## PAGE EXTRACT
20. Tariffs, Duties, and Government-Imposed Charges
Any tariffs, import duties, trade restrictions, customs charges, sanctions-related costs, or government-imposed fees enacted or increased after the date of quotation shall be the responsibility of Buyer and may be added to the purchase price.
Seller reserves the right to adjust pricing and delivery schedules to reflect such costs.
21. Customer-Furnished Material
Where Buyer supplies material for processing:
· Seller assumes no responsibility for defects, inconsistencies, contamination, improper certification, dimensional variation, or material failure.
· Seller shall not be liable for scrap, rework, delays, or nonconforming product resulting from defects in customer-supplied material.
· Additional machining, inspection, setup, handling, or testing costs resulting from customer-furnished material shall be charged to Buyer.
· Seller’s liability for customer-furnished material shall be limited to the value-added manufacturing services provided by Seller.
22. Customer-Supplied Specifications and Drawings
When manufacturing products to drawings, models, specifications, or instructions provided by Buyer:
· Seller relies upon the accuracy and completeness of such information.
· Buyer assumes full responsibility for product design, engineering, performance, safety, regulatory compliance, and fitness for intended use.
· Seller shall not be liable for defects, failures, recalls, damages, or losses resulting from errors or omissions in Buyer-provided specifications.
· Buyer shall indemnify and hold Seller harmless from claims arising from products manufactured according to Buyer’s specifications.
23. First Article Approval
When first article inspection, prototype approval, sample approval, or process validation is required:
· Production quantities shall not commence until Buyer provides written approval.
· Any delay in approval may result in revised delivery schedules.
· Changes requested after approval may require additional charges and revised lead times.
· Unless otherwise agreed, approval shall be deemed granted if Buyer fails to respond within ten (10) business days after submission.
24. Blanket Orders and Release Requirements
For blanket purchase orders:
· Delivery schedules are forecasts only and are not binding upon Seller.
· Buyer shall provide firm releases sufficient to support material procurement and production scheduling.
· Seller reserves the right to invoice and ship based upon released quantities.
· Buyer shall be responsible for all finished goods, work-in-process, and raw materials procured in reliance upon Buyer’s forecasts.

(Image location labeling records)
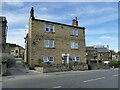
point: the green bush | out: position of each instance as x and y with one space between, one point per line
114 63
7 58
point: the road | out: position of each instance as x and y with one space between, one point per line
72 79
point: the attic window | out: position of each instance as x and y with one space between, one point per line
49 28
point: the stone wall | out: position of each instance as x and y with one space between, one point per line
61 68
95 66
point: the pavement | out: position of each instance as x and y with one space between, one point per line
21 77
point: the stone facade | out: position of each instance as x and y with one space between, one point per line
98 54
17 51
3 32
61 50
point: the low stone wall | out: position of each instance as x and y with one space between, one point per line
95 66
61 68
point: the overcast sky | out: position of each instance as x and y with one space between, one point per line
99 18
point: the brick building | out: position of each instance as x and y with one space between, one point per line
54 43
3 32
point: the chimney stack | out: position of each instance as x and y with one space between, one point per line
32 13
75 22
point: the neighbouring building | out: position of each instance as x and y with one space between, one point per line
54 43
3 33
15 50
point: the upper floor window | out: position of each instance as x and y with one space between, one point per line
48 59
49 28
49 43
74 32
74 45
76 58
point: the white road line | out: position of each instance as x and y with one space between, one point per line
93 79
116 75
57 87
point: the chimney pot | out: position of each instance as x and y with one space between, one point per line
75 22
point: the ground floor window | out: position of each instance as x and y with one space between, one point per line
48 59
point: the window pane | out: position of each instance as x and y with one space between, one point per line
51 43
45 59
77 58
46 43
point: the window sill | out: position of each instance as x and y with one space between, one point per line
49 48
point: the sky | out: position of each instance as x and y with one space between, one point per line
99 18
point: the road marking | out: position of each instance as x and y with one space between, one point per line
94 79
57 87
116 75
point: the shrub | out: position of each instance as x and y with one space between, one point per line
7 58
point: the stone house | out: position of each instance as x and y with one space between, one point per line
54 43
98 54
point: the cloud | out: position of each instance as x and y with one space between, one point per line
62 1
99 31
44 9
17 4
98 20
16 36
106 37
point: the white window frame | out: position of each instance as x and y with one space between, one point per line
74 59
49 26
74 32
73 45
47 59
52 60
49 43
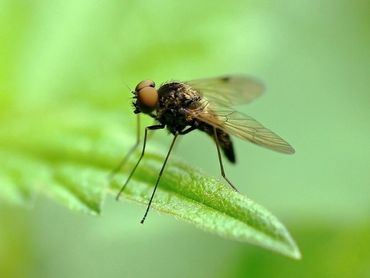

## TASK REQUIREMENTS
(a) In the sales terms, how many business days may pass without a response from Buyer before first article approval is deemed granted?
(b) Write the next portion of the sales terms, following on from the final point about blanket orders.

## EXERCISE RESPONSES
(a) Ten (10) business days after submission.

(b)
· Unless otherwise agreed in writing, Buyer shall purchase all inventory acquired specifically for its requirements.
25. Tooling, Fixtures, and Tool Wear
Seller retains ownership of all tooling, fixtures, gauges, jigs, CNC programs, setup documentation, manufacturing methods, and process know-how developed by Seller unless expressly agreed otherwise in writing. Tooling charges do not transfer ownership rights unless specifically stated. Normal tool wear associated with production is included in quoted pricing. Extraordinary wear caused by:
· Abrasive materials,
· Interrupted cuts,
· Hardness variations,
· Customer-supplied materials,
· Design changes, may result in additional charges.
· Replacement tooling required after completion of quoted production quantities shall be charged to Buyer unless otherwise agreed.
26. CNC Programs and Manufacturing Intellectual Property
All CNC programs, CAM files, machining strategies, setup sheets, process documentation, manufacturing methods, quality procedures, and proprietary know-how developed by Seller remain the exclusive property of Seller. No ownership rights are transferred to Buyer unless specifically stated in a written agreement executed by Seller.
27. CAD Models and Electronic Data
Buyer shall be responsible for verifying the accuracy of all CAD models, electronic files, and digital data supplied to Seller.
In the event of conflict between drawings and electronic models, Seller may rely upon the information designated by Buyer as the controlling document. Seller shall not be responsible for errors contained within customer-provided digital files.
28. Production Yield and Scrap Allowance
Manufacturing processes may result in normal and unavoidable scrap.Quoted prices assume standard industry manufacturing yields. Seller reserves the right to produce reasonable overages or underages of up to ten percent (10%) unless otherwise specified in writing. Buyer shall pay for actual quantities shipped.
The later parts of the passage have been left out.